▶ Written request: Report each line of the items below that contains the word "white".

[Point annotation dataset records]
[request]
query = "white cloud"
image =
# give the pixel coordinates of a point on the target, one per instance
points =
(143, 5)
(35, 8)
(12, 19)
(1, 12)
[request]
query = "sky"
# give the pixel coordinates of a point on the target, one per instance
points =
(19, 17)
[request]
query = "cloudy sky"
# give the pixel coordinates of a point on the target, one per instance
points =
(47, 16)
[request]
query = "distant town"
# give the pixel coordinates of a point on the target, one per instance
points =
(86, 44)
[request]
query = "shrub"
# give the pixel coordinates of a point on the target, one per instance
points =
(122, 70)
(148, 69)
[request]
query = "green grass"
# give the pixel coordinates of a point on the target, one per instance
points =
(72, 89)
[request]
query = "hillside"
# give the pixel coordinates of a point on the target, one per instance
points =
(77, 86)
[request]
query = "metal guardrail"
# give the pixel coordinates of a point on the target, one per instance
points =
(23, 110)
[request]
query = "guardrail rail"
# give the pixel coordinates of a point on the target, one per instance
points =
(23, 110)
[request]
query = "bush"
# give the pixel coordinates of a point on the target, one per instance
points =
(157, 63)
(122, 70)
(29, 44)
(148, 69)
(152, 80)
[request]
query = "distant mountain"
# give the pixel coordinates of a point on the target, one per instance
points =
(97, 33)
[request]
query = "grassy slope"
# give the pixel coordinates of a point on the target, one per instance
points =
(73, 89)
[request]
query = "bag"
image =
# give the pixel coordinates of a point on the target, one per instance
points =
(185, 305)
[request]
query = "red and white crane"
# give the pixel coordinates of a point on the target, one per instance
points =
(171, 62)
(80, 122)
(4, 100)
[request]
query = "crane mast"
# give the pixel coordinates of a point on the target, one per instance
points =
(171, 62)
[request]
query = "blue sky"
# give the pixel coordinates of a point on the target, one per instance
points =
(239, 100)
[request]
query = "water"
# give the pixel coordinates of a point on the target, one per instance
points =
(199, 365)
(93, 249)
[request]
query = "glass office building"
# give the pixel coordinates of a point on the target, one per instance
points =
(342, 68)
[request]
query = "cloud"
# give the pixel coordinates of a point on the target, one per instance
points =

▶ Expected answer:
query = "white cloud"
query = "red and white crane"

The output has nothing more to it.